[Records for this exercise]

^^^^^^^^

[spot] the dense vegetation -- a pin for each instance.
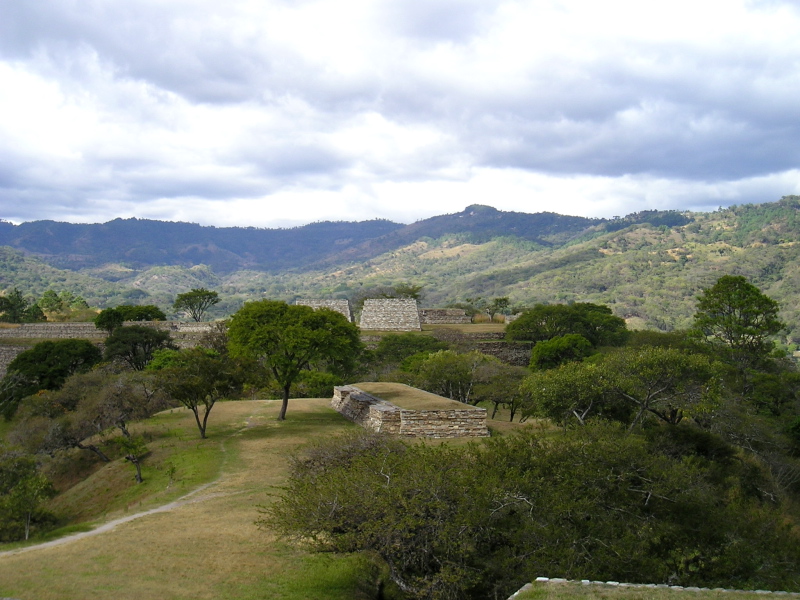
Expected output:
(647, 267)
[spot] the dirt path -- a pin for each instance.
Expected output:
(189, 498)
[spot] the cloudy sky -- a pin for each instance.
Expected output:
(281, 112)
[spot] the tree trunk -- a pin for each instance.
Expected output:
(285, 404)
(135, 460)
(94, 449)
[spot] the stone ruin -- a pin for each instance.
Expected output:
(381, 416)
(390, 314)
(340, 306)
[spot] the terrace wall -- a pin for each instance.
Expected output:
(378, 415)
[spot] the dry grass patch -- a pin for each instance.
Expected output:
(409, 398)
(210, 546)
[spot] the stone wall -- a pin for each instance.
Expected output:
(444, 316)
(511, 353)
(341, 306)
(390, 314)
(381, 416)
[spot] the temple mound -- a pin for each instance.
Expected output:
(401, 410)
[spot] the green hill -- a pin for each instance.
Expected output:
(648, 266)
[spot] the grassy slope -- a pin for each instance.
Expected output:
(576, 591)
(209, 548)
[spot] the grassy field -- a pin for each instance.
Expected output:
(207, 547)
(577, 591)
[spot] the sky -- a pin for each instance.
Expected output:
(276, 113)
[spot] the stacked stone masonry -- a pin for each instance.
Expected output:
(340, 306)
(381, 416)
(184, 334)
(390, 314)
(444, 316)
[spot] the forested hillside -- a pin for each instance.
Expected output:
(648, 266)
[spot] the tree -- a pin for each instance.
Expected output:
(199, 378)
(498, 306)
(736, 317)
(109, 319)
(664, 382)
(545, 321)
(135, 345)
(453, 375)
(560, 349)
(15, 308)
(45, 367)
(196, 302)
(290, 338)
(393, 348)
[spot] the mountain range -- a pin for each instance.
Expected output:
(648, 266)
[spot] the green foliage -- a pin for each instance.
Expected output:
(109, 319)
(145, 312)
(393, 348)
(735, 316)
(560, 349)
(596, 503)
(544, 322)
(452, 374)
(23, 488)
(44, 367)
(289, 339)
(15, 308)
(135, 345)
(196, 302)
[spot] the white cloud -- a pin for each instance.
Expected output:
(265, 113)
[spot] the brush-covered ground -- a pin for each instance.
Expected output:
(206, 546)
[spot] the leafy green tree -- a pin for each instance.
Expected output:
(198, 378)
(288, 339)
(560, 349)
(454, 375)
(109, 319)
(498, 306)
(598, 503)
(735, 317)
(144, 312)
(196, 302)
(23, 488)
(135, 345)
(666, 383)
(545, 321)
(501, 387)
(15, 308)
(44, 367)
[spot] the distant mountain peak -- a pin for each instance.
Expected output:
(478, 209)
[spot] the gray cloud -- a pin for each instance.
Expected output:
(114, 106)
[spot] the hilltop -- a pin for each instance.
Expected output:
(648, 266)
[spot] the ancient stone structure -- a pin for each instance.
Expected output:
(379, 415)
(341, 306)
(184, 334)
(7, 354)
(444, 316)
(390, 314)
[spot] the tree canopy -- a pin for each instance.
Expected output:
(735, 316)
(288, 339)
(544, 322)
(196, 302)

^^^^^^^^

[Goal of the exercise] All of the lines above should be retyped precisely, apart from the pictures.

[Answer box]
[spot] the dense vegetation -- a pin for each instance.
Expected output:
(647, 267)
[spot] the dirt path -- a pin for each instance.
Expected output:
(189, 498)
[spot] the cloudy sky -- a pin for each instance.
Expected output:
(281, 112)
[spot] the tree trunk -- a pin for each instance.
Expected output:
(285, 404)
(135, 460)
(94, 449)
[spot] the stone ruin -- a pin for each instance.
Expected output:
(381, 416)
(390, 314)
(340, 306)
[spot] the terrace wall -- a pin for each instance.
Expected output:
(378, 415)
[spot] the dry grass patch -- a pin for each instance.
Expected output:
(409, 398)
(210, 546)
[spot] the stone wall -- a pin for each instance.
Expected output:
(444, 316)
(511, 353)
(341, 306)
(390, 314)
(381, 416)
[spot] the temple mound -- a pin for each instance.
Expected output:
(401, 410)
[spot] the green hill -- a pin for each instance.
Expected output:
(648, 266)
[spot] the grassy slope -- a pin for each instance.
Expected output:
(576, 591)
(209, 548)
[spot] the grassy field -- a pin for each instance.
Expected output:
(207, 547)
(577, 591)
[spot] the sky -- a pin for each instance.
Expected output:
(276, 113)
[spot] the stacked stone masonry -- a pin for each instance.
Expected output:
(340, 306)
(381, 416)
(184, 334)
(390, 314)
(444, 316)
[spot] the forested hillside -- a pin for each instance.
Expected output:
(648, 266)
[spot] the tree -- a pin for each instance.
Expected output:
(199, 378)
(498, 306)
(736, 317)
(109, 319)
(664, 382)
(545, 321)
(135, 345)
(453, 375)
(560, 349)
(15, 308)
(45, 367)
(196, 302)
(290, 338)
(393, 348)
[spot] the mountain range -- a pin for each instance.
Expected output:
(648, 266)
[spot] the green foliage -- a pin for each instance.
Expected output:
(109, 319)
(145, 312)
(393, 348)
(735, 316)
(560, 349)
(596, 503)
(544, 322)
(452, 374)
(23, 488)
(44, 367)
(289, 339)
(15, 308)
(135, 345)
(196, 302)
[spot] the white cloud -- a pin for each instance.
Expected output:
(265, 113)
[spot] the brush-covered ground -- a pin for each instance.
Expected output:
(206, 546)
[spot] the leafy green tree -- a pin for each instance.
Expected output:
(198, 378)
(288, 339)
(560, 349)
(454, 375)
(109, 319)
(498, 306)
(598, 503)
(735, 317)
(144, 312)
(196, 302)
(23, 488)
(135, 345)
(666, 383)
(545, 321)
(501, 387)
(15, 308)
(44, 367)
[spot] the distant mountain peak -- a pin for each instance.
Expected output:
(478, 209)
[spot] the gray cloud -- a pin for each instance.
Expected output:
(114, 106)
[spot] the hilltop -- a pin for each instance.
Expected output:
(648, 266)
[spot] the ancient stone structure -- a pin for each instance.
Expected output:
(379, 415)
(341, 306)
(184, 334)
(7, 354)
(444, 316)
(390, 314)
[spot] the tree canopy -- a pin for each instance.
Expected output:
(735, 316)
(288, 339)
(544, 322)
(196, 302)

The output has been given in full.